:: Task material ::
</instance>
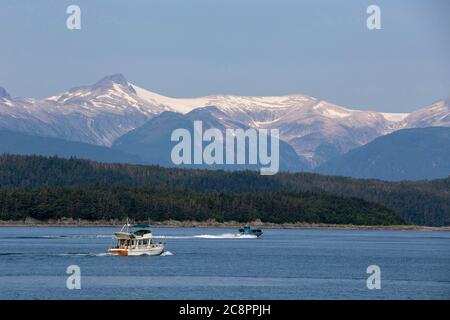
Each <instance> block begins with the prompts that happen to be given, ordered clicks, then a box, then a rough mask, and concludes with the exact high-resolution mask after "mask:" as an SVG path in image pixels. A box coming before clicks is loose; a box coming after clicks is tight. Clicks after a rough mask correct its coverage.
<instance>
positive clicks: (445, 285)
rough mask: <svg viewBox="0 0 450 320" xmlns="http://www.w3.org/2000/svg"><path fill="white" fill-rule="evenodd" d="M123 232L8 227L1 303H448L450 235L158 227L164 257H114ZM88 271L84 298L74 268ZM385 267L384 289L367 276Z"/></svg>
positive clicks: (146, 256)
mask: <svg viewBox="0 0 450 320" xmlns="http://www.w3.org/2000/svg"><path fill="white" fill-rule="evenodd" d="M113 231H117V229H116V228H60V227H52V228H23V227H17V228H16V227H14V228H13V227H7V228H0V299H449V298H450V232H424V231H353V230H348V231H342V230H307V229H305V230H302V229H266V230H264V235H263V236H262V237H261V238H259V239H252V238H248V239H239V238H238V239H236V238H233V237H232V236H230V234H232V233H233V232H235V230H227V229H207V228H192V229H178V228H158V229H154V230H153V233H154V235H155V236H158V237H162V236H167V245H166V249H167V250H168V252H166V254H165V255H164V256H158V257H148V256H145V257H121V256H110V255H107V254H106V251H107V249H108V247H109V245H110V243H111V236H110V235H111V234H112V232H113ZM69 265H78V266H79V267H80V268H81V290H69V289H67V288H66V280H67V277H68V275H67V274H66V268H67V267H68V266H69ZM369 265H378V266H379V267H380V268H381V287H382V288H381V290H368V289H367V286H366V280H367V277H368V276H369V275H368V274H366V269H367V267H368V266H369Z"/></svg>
:::
Your goal:
Repeat the material exactly. Skip the images.

Result:
</instance>
Each <instance> block begins with the prompts that happen to be given, ordered clicks, then a box, then a rough mask, and concludes with the exact high-resolution mask after "mask:" as an SVG path in image pixels. A box coming before clicks is loose; a box coming after clicks is tight. Clicks after a rough mask correct its coverage.
<instance>
positive clicks: (445, 285)
rough mask: <svg viewBox="0 0 450 320" xmlns="http://www.w3.org/2000/svg"><path fill="white" fill-rule="evenodd" d="M123 232L8 227L1 303H448L450 235L158 227L164 257H114ZM88 271L84 298L74 268ZM385 267L384 289L367 276Z"/></svg>
positive clicks: (146, 256)
mask: <svg viewBox="0 0 450 320" xmlns="http://www.w3.org/2000/svg"><path fill="white" fill-rule="evenodd" d="M113 231H117V229H116V228H60V227H52V228H23V227H17V228H16V227H14V228H13V227H7V228H0V299H449V298H450V232H424V231H353V230H348V231H342V230H307V229H305V230H302V229H266V230H264V235H263V236H262V237H261V238H259V239H252V238H248V239H239V238H238V239H236V238H233V237H232V236H230V234H232V233H233V232H235V230H227V229H207V228H192V229H178V228H158V229H154V230H153V233H154V235H155V236H158V237H162V236H167V245H166V249H167V250H168V252H166V254H165V255H164V256H158V257H148V256H145V257H121V256H110V255H107V254H106V251H107V249H108V247H109V245H110V243H111V236H110V235H111V234H112V232H113ZM69 265H78V266H79V267H80V268H81V290H69V289H67V288H66V280H67V277H68V275H67V274H66V268H67V267H68V266H69ZM369 265H378V266H379V267H380V268H381V287H382V288H381V290H368V289H367V286H366V280H367V277H368V276H369V275H368V274H366V269H367V267H368V266H369Z"/></svg>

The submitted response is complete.